SHORT TASK
Copy the entries word for word, from their first line through the line containing "Query: scattered chocolate chip", including both of those lines and nothing after them.

PROVIDED INFORMATION

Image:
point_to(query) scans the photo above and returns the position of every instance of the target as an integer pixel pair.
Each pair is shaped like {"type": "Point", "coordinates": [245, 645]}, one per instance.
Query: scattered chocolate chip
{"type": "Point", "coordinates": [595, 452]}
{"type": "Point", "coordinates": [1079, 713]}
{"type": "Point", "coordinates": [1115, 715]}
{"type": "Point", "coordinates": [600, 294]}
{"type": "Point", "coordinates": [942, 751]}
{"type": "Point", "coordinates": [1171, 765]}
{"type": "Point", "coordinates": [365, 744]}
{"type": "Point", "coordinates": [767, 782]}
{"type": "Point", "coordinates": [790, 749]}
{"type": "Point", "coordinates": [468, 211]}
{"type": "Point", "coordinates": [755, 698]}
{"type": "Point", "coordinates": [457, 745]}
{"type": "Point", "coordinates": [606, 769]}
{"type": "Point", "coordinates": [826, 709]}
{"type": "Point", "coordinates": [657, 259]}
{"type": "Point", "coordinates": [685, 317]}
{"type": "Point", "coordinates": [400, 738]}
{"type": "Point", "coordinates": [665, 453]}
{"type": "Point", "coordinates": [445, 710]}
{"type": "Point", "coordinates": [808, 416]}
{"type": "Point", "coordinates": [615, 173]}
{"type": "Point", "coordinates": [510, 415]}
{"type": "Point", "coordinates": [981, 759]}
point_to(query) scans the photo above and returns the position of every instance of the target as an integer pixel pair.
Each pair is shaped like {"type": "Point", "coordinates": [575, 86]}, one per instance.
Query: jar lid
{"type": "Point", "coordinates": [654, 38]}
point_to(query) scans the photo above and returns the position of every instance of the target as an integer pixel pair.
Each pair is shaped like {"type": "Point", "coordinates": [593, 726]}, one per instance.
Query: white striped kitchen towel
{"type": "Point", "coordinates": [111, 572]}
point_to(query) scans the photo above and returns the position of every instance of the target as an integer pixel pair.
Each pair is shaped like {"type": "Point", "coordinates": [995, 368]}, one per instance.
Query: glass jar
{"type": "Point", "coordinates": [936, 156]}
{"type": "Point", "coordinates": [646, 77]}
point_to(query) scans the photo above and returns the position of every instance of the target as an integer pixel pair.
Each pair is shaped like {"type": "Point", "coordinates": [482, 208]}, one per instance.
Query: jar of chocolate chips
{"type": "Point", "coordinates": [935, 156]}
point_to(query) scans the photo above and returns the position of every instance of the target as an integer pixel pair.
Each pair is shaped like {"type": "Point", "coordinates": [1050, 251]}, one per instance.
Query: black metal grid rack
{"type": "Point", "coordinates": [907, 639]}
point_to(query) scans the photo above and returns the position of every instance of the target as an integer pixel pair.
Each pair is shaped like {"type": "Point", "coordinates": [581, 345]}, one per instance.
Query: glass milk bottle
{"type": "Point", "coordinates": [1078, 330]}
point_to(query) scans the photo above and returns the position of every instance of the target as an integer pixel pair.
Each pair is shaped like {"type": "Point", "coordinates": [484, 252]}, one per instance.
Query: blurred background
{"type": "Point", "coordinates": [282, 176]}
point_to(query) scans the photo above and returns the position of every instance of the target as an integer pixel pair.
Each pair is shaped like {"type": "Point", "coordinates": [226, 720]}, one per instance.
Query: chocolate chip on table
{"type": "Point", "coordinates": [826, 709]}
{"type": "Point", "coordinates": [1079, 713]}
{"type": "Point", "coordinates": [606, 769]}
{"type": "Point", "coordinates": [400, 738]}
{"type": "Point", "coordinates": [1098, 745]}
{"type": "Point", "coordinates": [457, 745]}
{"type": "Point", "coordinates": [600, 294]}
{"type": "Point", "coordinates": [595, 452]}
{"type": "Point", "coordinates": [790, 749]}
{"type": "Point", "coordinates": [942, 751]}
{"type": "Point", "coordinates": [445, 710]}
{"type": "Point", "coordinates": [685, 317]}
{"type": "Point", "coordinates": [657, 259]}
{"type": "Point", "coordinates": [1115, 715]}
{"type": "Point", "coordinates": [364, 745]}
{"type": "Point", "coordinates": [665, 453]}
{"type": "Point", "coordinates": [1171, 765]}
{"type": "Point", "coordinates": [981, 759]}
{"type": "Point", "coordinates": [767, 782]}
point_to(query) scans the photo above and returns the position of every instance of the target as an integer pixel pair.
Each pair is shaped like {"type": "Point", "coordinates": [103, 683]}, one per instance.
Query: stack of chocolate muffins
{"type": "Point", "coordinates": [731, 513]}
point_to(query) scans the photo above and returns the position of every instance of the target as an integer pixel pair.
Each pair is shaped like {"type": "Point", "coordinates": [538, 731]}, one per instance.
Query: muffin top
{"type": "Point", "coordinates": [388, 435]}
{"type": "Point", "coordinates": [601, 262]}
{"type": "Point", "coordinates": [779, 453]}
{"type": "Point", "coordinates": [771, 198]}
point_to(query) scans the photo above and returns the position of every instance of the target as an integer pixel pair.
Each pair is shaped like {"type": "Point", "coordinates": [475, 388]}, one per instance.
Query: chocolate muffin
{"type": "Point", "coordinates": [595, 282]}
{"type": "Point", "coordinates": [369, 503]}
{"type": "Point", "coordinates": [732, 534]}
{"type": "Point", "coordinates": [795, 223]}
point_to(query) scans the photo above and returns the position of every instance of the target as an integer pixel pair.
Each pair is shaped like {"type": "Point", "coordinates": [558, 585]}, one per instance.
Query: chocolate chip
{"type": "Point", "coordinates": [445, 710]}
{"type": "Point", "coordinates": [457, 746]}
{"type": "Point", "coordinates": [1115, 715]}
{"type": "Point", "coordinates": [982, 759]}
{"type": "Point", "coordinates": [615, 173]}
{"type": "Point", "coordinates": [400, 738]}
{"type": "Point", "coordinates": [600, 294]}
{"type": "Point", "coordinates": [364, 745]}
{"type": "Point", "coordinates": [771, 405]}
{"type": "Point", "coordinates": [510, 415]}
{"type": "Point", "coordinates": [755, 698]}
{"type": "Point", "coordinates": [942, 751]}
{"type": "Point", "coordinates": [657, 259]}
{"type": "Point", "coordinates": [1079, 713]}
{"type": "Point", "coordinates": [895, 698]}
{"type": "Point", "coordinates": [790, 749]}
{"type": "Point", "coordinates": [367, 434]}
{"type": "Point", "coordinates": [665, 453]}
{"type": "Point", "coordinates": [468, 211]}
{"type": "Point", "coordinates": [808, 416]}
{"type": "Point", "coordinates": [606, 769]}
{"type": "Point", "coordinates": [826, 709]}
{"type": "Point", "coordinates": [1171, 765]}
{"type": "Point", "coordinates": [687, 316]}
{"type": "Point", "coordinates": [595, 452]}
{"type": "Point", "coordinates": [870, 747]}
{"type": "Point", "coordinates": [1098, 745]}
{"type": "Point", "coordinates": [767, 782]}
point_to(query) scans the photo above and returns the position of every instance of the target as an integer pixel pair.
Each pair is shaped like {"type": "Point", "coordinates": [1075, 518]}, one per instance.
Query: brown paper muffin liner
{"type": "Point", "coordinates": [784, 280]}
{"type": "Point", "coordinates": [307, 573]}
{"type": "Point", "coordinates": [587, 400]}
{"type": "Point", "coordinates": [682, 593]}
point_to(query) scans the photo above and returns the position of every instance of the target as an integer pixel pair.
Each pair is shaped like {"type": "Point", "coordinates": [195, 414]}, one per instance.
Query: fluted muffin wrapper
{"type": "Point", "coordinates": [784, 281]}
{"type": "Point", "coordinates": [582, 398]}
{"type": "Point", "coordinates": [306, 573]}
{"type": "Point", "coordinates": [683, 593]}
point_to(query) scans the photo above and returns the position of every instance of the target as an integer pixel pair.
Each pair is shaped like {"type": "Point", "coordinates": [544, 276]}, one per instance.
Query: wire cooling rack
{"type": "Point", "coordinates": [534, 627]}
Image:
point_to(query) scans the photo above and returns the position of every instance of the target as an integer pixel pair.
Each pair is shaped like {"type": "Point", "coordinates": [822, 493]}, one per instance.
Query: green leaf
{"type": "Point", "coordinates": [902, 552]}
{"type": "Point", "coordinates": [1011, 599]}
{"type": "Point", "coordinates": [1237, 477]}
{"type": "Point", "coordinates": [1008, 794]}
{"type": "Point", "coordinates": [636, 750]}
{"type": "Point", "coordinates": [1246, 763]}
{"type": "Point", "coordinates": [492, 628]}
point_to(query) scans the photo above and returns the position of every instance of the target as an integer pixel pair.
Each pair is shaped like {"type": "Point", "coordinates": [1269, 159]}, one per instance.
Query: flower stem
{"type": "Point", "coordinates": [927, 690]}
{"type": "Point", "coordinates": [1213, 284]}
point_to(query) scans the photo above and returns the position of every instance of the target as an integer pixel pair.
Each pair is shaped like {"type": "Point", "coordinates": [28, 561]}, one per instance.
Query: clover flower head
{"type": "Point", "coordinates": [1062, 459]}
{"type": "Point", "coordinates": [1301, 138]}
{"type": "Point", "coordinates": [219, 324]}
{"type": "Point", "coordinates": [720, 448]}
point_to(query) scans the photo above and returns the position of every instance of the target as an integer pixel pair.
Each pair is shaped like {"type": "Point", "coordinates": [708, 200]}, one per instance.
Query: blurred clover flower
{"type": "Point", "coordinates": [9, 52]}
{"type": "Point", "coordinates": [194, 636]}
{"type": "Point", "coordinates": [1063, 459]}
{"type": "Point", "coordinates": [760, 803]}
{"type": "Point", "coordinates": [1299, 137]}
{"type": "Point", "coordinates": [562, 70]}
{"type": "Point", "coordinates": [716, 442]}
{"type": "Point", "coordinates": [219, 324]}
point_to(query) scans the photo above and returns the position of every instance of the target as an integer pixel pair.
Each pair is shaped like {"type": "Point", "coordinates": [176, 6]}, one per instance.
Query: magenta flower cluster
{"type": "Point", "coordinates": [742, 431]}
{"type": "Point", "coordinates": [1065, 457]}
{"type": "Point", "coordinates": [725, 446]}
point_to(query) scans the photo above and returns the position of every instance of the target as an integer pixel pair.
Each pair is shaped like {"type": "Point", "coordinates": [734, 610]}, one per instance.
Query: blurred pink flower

OUTPUT
Image:
point_to(query) scans the photo above and returns the position of every instance of the target as an integer pixel pair.
Each pair is shaped like {"type": "Point", "coordinates": [245, 645]}, one per instance.
Query: scattered chocolate chip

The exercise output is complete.